# START OF INPUT MATERIAL

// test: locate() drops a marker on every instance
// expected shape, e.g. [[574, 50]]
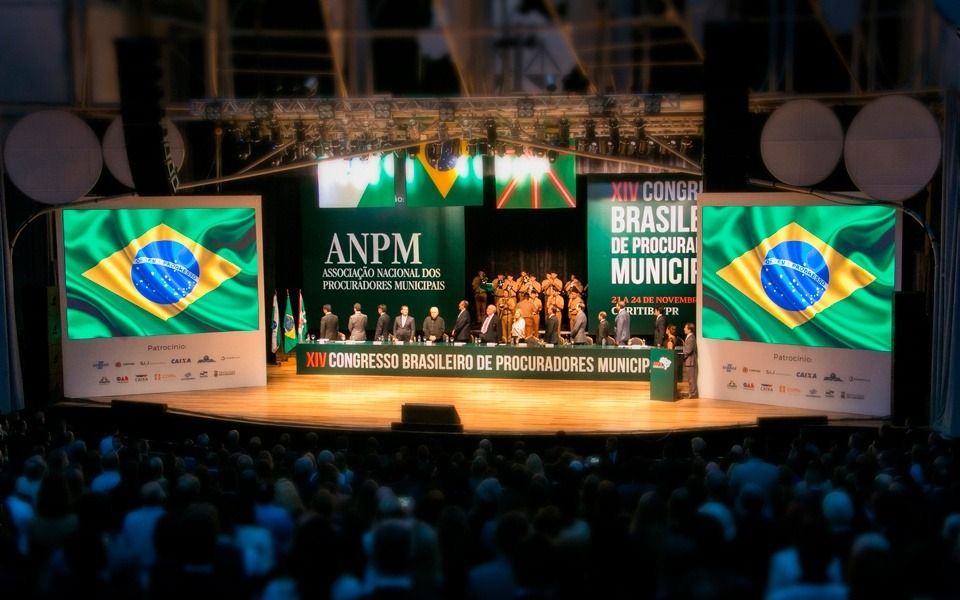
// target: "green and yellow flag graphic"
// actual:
[[141, 272], [806, 275]]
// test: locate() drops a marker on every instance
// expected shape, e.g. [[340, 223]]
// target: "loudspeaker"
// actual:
[[130, 410], [429, 417], [141, 93], [726, 116], [791, 422]]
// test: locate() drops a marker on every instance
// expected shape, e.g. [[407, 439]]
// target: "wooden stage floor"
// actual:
[[501, 406]]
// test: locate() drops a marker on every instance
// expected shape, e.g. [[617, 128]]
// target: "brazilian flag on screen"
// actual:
[[144, 272], [805, 275]]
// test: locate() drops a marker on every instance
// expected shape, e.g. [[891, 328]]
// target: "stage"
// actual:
[[495, 406]]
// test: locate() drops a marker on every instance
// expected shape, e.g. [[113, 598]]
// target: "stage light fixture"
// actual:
[[525, 108], [382, 110], [325, 111], [447, 111], [651, 104], [213, 111], [262, 110]]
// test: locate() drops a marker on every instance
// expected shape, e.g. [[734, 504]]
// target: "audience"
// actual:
[[106, 514]]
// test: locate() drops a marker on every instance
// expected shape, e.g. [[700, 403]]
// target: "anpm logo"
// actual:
[[316, 360], [374, 249], [662, 363]]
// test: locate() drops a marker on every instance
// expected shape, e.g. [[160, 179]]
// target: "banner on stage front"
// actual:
[[642, 247], [411, 256]]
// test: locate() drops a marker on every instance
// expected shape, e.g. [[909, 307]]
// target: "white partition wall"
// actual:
[[161, 294]]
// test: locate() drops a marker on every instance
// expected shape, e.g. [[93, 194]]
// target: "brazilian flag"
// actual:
[[528, 181], [804, 275], [144, 272], [444, 175]]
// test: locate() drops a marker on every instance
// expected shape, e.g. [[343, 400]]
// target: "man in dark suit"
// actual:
[[622, 324], [357, 324], [434, 326], [603, 328], [659, 327], [329, 324], [461, 329], [551, 334], [578, 331], [383, 323], [490, 326], [690, 359], [403, 327]]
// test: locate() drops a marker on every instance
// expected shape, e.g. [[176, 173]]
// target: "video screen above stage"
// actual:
[[820, 276]]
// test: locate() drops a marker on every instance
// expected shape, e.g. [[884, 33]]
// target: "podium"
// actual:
[[663, 374]]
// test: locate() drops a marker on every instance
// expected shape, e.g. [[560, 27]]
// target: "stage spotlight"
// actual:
[[262, 110], [651, 104], [525, 108], [381, 110], [213, 111], [325, 111]]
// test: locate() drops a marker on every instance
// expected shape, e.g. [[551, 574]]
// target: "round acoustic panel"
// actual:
[[115, 150], [801, 142], [892, 148], [53, 156]]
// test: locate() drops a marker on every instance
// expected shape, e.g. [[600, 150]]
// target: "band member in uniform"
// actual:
[[480, 294], [507, 307], [574, 290], [535, 313]]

# END OF INPUT MATERIAL

AIM OF THE TASK - Quote the records above in full, dropping each picture.

REPLY TO THE TASK -
// test: locate() drops a marker on every instance
// expected shape, e.g. [[574, 50]]
// target: "green and yellow flag graphic"
// actual:
[[141, 272], [806, 275]]
// test: locate() drops a marker on every instance
// expected shape, e.g. [[340, 223]]
// target: "loudspeaker"
// actual:
[[130, 410], [429, 417], [141, 93], [726, 116], [791, 422]]
// test: locate() drops a marker on every instance
// expected shape, e.g. [[407, 439]]
// target: "wooden stage floor"
// actual:
[[501, 406]]
// test: locate() drops a marker on every instance
// expected shape, e.g. [[617, 128]]
// target: "brazilian flag on screen"
// actual:
[[144, 272], [805, 275]]
// test: locate() drops a marker on every instance
// expected shape, e.g. [[891, 328]]
// target: "stage"
// actual:
[[495, 406]]
// test: locate() drops a marker on every instance
// expected shape, e.g. [[113, 598]]
// target: "stage light fixture"
// actual:
[[525, 108], [382, 110], [325, 111], [447, 111], [651, 104], [213, 111], [262, 110]]
// test: locate() drops a marker on every instance
// expected shape, e.g. [[734, 504]]
// target: "audience"
// actual:
[[106, 514]]
// test: locate() drops a marker on every instance
// expected shape, e.g. [[700, 403]]
// target: "anpm logo"
// actual:
[[316, 360], [374, 249], [662, 363]]
// test: locate() drops a marker on every instance
// expected shape, e.g. [[160, 179]]
// target: "banner on stage front"
// actual:
[[642, 247], [411, 256]]
// test: locate() drops a marker on every instance
// expected shape, e.g. [[909, 307]]
// target: "white partition wall"
// actual:
[[161, 294]]
// test: locate() drops a marker on every instance
// expected shape, e.g. [[93, 194]]
// target: "brazilian flag"
// actual:
[[528, 181], [804, 275], [144, 272], [444, 175]]
// test: locate() drops a marker on every instance
// expected shape, e.g. [[343, 400]]
// target: "man in dark suit"
// actual:
[[622, 324], [357, 324], [434, 326], [603, 328], [659, 327], [329, 324], [461, 329], [551, 334], [578, 331], [383, 323], [490, 326], [690, 359], [403, 327]]
// test: locate() drops a marker on every instance
// expected shape, e.g. [[176, 173]]
// target: "video screen above stage"
// actual:
[[820, 276]]
// test: locate() drops a marker on every instance
// expected shape, e.g. [[884, 33]]
// target: "podium"
// actual:
[[663, 374]]
// test: locate() drops a marker on every instance
// expected shape, e.g. [[560, 27]]
// target: "stage spotlight"
// actual:
[[262, 110], [651, 104], [525, 108], [381, 110], [213, 111], [325, 111]]
// test: locate() drops a marker on every instance
// expected shape, e.g. [[551, 574]]
// target: "round acoustic panel"
// actual:
[[115, 150], [801, 142], [892, 148], [53, 156]]
// test: locate() drops a marker on every instance
// expected shape, e.g. [[600, 150]]
// target: "band member in uniform"
// actual:
[[480, 294], [507, 307], [574, 290], [535, 313]]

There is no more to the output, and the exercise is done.